WORK REQUIRED
Each line of the listing that contains the word "metal" is to be copied.

RECORDS SUPPLIED
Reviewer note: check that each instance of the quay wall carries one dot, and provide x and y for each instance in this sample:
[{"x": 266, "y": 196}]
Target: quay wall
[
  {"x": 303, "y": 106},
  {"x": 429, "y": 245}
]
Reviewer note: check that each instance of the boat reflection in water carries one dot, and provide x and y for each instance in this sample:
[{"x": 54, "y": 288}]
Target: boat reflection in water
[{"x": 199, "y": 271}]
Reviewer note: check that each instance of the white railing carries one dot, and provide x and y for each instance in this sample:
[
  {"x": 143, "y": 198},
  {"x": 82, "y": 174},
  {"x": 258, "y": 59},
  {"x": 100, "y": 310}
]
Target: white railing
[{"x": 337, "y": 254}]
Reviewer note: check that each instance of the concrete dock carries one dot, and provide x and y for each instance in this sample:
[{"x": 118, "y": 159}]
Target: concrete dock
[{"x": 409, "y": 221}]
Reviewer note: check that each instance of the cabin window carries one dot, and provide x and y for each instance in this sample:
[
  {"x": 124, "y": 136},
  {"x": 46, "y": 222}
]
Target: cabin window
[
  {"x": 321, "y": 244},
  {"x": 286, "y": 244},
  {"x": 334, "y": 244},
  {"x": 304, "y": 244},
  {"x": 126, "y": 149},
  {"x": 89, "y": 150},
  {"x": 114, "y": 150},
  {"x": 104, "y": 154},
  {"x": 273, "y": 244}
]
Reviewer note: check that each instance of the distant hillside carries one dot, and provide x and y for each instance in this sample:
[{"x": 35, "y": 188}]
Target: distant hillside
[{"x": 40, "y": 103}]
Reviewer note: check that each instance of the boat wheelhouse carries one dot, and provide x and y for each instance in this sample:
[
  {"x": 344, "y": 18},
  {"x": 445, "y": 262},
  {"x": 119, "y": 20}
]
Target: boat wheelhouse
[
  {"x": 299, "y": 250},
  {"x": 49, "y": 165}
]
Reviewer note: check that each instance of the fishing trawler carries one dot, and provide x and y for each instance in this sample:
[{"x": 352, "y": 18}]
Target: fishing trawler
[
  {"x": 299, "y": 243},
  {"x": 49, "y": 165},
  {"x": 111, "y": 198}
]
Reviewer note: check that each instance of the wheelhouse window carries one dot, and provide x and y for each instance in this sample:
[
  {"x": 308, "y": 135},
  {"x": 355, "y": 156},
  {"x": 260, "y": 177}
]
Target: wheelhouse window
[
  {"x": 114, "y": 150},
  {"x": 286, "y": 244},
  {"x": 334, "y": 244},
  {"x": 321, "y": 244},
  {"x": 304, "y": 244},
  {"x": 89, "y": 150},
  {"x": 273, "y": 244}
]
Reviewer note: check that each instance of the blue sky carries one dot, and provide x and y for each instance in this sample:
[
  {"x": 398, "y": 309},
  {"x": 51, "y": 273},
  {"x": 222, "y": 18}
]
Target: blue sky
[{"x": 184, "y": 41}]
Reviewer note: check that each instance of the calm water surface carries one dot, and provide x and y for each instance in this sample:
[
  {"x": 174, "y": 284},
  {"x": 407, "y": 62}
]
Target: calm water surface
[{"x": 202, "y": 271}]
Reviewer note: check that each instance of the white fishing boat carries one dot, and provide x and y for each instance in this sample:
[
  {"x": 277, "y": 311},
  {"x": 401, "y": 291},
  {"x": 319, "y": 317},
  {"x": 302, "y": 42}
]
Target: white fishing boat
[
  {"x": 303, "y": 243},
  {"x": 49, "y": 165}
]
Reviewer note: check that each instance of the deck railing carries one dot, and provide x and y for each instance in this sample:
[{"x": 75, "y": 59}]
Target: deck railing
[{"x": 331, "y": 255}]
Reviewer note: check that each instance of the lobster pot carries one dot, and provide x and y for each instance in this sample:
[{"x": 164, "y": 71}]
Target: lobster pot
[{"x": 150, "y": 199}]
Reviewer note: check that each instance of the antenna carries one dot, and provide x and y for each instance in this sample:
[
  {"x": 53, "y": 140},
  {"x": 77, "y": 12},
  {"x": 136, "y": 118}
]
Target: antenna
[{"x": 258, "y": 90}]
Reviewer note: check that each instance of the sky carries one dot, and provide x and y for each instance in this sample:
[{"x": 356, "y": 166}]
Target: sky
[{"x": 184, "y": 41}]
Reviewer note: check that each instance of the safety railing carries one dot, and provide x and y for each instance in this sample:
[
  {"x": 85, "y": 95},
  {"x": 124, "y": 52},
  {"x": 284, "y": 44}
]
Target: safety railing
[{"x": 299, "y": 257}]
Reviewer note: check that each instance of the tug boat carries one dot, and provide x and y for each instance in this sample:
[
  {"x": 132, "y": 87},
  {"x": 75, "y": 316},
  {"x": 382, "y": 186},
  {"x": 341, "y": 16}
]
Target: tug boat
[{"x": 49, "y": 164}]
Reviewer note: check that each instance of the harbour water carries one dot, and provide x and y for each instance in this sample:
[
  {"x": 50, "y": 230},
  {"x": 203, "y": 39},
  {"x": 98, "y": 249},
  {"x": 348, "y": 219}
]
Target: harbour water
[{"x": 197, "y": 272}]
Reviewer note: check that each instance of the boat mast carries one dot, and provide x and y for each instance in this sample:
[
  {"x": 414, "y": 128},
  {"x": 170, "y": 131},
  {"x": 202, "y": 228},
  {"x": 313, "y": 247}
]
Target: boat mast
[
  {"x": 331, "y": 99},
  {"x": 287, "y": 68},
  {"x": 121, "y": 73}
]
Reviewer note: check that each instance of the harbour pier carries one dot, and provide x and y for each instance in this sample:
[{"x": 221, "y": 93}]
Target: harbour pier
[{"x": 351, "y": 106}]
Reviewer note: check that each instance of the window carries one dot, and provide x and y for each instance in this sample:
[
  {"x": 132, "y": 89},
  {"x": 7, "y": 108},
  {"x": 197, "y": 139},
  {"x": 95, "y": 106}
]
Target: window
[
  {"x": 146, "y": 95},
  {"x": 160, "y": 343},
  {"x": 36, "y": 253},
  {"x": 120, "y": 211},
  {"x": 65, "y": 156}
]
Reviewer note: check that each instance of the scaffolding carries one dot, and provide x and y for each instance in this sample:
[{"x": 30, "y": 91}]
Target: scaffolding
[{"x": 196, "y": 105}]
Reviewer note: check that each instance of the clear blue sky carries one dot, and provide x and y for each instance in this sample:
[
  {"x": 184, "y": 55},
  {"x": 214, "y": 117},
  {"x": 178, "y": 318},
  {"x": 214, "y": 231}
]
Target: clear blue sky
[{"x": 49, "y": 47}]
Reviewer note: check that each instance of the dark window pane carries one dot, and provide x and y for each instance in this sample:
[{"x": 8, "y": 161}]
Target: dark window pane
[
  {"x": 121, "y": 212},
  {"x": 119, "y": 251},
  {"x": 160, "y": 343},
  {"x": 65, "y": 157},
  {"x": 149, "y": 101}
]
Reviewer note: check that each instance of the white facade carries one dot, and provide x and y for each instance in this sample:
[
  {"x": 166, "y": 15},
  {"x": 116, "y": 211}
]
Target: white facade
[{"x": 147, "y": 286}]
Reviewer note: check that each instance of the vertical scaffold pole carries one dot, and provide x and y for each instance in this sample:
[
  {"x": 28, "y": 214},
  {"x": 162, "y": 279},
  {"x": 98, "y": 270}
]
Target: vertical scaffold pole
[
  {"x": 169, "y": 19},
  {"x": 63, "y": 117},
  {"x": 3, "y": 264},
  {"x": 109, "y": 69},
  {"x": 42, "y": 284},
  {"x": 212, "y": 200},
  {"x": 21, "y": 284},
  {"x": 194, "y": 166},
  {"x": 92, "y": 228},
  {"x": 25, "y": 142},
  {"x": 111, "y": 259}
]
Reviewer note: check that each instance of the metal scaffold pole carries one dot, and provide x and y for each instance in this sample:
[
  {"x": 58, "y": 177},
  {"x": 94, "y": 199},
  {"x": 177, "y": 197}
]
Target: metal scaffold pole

ANSWER SECTION
Reviewer note: check that each instance of the metal scaffold pole carries one dot, and provide x and y for each instance in this sample:
Target: metal scaffold pole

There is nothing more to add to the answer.